## BRANO FORNITO
Sei in: Storiamedievale ® Pre-Testi

di Pierfrancesco Nestola

Prima parte

 Montalbano, Porta Pandosia

 

«Quattro miglia distante dall’antica Pandosia, sovra ameno e spazioso colle dall’altra parte del fiume Acri, verso Settentrione giace la città di Montalbano mia Patria […]. Veggendovisi quasi intiero il recinto delle antiche mura tutte di merli ornate, da passo in passo inframezzate di torri quadrate, colle loro balestriere nei lati, con un fortissimo castello (ormai diroccato) sovra di una rupe e colle cataratte di ferro nella porta maggiore: sovra di cui fino a’ nostri giorni si è veduta dipinta la figura di Giano Bifronte, che adesso per l’ingiuria del tempo in parte scrostata si vede […]». Con queste parole l’abate cistercense Placido [al secolo Francesco Antonio] Troyli, nato a Montalbano nel 1688, descriveva la sua città natale nella sua monumentale Istoria generale del Reame di Napoli [1]. L’opera, di per sé complessa ed estremamente controversa, non è di certo la più raccomandabile per chi voglia accingersi ad utilizzarla per ricerche storiche di qualsiasi natura. Le cose stanno diversamente per quanto riguarda le descrizioni topografiche, molto accurate e piene di spunti ed osservazioni brillanti. Basti qui ricordare la lucida descrizione di Castel del Monte [2], che compare nel quarto tomo dell’opera.

Procediamo con ordine.

Innanzitutto non si capisce bene come il Troyli faccia a dire che Montalbano sia a Nord di Pandosia (antica città, irrimediabilmente distrutta da un incendio nel XIII secolo, che sorgeva nel luogo in cui ora c’è il magnifico santuario di Santa Maria d’Anglona, unica struttura superstite, tra l’altro e per fortuna, dell’intero abitato), dal momento che le cose stanno esattamente al contrario. Ma l’abate scriveva nel XVIII secolo, e peccheremmo imperdonabilmente di deformazione prospettica se immaginassimo l’erudito prelato consultare un atlante dei nostri! In realtà il Troyli ha ben altro da dirci: un intero recinto di mura merlate e munite di torri “quadrate”. Quale recinto?

Montalbano conta, infatti, due cinte murarie, perfettamente distinguibili e conservate abbastanza bene. La prima è quella che cinge la “terravecchia”, la parte più antica dell’abitato, sviluppatasi evidentemente dalla struttura castellare ormai completamente scomparsa; la seconda cinge invece il “borgo”, sviluppatosi dall’ edificio che oggi risponde al nome di chiesa di Santa Maria dell’Episcopio (non perché fosse sede episcopale, ma perché i vescovi di Tricarico andavano a svernarvi).

## ESTRATTI DEI DATI
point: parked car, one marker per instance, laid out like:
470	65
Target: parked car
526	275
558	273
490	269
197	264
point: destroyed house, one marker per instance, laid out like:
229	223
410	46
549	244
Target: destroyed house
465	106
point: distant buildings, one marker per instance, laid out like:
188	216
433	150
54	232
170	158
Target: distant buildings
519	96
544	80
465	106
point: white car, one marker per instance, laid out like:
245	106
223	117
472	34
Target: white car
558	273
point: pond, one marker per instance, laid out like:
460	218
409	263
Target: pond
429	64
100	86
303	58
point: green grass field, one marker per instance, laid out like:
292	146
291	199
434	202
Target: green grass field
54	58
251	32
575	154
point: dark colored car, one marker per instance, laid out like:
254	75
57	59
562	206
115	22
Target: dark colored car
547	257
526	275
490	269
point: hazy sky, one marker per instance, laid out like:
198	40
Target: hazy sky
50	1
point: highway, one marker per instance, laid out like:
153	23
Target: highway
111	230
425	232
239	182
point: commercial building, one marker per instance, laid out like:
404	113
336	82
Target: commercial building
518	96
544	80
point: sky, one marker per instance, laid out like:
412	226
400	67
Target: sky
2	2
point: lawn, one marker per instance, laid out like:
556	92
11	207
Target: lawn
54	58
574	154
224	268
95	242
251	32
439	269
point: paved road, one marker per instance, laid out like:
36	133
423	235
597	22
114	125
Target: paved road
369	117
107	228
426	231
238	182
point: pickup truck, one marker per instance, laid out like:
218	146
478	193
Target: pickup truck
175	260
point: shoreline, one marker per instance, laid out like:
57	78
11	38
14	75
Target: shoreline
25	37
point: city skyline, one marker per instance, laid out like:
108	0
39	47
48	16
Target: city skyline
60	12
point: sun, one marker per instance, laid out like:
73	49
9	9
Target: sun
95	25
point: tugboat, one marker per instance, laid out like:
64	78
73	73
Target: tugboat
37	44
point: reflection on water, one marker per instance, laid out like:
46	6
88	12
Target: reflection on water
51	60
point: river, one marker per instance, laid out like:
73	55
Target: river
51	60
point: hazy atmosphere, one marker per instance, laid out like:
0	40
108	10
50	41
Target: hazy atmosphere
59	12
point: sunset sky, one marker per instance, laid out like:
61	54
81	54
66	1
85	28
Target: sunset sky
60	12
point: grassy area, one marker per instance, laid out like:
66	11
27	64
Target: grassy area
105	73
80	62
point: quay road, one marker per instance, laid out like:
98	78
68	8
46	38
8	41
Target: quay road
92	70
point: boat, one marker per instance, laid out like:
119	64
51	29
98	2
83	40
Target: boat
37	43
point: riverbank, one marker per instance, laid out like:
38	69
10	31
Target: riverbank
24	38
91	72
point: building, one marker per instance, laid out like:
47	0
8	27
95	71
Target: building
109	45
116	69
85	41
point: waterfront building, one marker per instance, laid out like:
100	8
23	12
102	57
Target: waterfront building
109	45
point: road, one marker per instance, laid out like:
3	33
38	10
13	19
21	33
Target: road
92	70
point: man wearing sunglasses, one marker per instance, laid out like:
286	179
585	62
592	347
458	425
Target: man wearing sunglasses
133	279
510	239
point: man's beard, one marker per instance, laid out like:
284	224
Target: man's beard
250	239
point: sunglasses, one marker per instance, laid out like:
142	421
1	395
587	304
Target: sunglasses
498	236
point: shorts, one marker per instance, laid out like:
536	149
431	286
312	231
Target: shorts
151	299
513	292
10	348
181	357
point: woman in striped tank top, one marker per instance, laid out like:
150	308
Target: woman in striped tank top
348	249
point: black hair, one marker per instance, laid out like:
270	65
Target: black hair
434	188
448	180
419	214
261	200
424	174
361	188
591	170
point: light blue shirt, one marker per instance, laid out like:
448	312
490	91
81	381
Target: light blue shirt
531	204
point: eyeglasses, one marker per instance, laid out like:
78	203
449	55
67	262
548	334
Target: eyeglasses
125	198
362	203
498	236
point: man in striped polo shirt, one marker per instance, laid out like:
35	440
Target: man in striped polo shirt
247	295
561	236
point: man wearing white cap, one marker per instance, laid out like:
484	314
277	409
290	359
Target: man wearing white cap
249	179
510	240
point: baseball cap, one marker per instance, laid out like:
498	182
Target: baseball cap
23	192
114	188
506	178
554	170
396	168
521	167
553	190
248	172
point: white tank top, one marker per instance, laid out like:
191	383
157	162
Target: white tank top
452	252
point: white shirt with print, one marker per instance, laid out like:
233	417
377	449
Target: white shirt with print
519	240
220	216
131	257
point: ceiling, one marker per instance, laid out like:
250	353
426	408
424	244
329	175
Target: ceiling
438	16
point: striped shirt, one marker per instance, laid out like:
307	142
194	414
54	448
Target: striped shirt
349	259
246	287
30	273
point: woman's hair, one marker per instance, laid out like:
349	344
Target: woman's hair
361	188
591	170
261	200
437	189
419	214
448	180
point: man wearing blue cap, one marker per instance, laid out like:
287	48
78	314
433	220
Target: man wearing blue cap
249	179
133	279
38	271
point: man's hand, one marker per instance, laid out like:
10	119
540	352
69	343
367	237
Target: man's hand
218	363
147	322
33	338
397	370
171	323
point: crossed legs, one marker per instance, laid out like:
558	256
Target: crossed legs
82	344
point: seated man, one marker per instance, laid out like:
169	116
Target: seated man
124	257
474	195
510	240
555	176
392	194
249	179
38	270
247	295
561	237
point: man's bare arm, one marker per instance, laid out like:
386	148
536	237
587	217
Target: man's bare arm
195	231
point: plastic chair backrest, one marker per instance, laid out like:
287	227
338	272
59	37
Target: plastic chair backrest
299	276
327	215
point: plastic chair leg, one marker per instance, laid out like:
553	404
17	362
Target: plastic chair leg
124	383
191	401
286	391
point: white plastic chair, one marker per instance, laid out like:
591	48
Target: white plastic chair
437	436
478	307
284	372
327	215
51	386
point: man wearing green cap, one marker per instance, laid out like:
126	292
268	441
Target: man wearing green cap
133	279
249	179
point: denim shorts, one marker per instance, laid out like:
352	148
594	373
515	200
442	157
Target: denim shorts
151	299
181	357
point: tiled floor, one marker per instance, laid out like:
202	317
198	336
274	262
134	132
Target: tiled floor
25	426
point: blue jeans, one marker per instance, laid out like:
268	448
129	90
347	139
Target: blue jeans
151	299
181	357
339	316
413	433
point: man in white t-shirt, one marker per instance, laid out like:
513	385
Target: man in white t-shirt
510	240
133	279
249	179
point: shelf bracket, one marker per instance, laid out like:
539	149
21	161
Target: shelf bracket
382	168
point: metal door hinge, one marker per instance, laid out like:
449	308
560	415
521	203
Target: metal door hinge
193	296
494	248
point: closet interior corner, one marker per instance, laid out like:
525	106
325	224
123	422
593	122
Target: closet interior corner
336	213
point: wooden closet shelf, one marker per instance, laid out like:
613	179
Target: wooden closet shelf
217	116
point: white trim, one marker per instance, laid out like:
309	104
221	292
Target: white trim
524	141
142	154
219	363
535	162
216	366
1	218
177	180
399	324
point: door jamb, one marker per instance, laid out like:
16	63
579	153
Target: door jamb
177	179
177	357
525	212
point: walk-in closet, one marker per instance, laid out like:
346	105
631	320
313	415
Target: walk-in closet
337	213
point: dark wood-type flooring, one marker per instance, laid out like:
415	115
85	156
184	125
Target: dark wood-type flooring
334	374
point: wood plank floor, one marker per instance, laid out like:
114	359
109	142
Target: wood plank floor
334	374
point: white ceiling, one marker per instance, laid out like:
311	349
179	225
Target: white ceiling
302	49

## COMPITI DA SVOLGERE
A) Estrai tutte le righe dei dati che contengono la stringa "atmosphere", tenendo conto di maiuscole e minuscole.
B) Fornisci il seguito del brano sulle mura di Montalbano, a partire dall'ultima frase riportata.

## RISPOSTE AI COMPITI
A)
point: hazy atmosphere, one marker per instance, laid out like:
Target: hazy atmosphere

B)
Non abbiamo notizie certe riguardo alla fondazione delle mura più antiche. L’unico barlume di testimonianza ce lo fornisce indirettamente uno storico autodidatta, montalbanese anch’egli, quindi fortemente motivato a dar lustro d’eterna ed antica fama al borgo suo natale: il cavalier Prospero Rondinelli, che ebbe, malgrado tutto, la lungimirante e lodevole idea di mettere un po’ d’ordine tra le carte sparse in cui Montalbano era menzionata, provvedendo a salvar delle notizie altrimenti neanche più rintracciabili dopo il geniale rogo dell’Archivio di Napoli diligentemente effettuato dai nazisti. Ad esempio (ma non è, né sarà in questa sede l’unico) una memoria forense, forse ormai non più (per i suddetti motivi) reperibile, dell’avvocato Giambattista Fiorentini, è stata infatti consultata dal cultore di storia montalbanese, il quale ne ha dedotto alcune interessanti notizie, sebbene di difficile riscontro. L’avvocato Fiorentini, montalbanese anch’egli, asseriva in una sua memoria forense che Montalbano fosse già cinta di mura dal secolo VIII [3].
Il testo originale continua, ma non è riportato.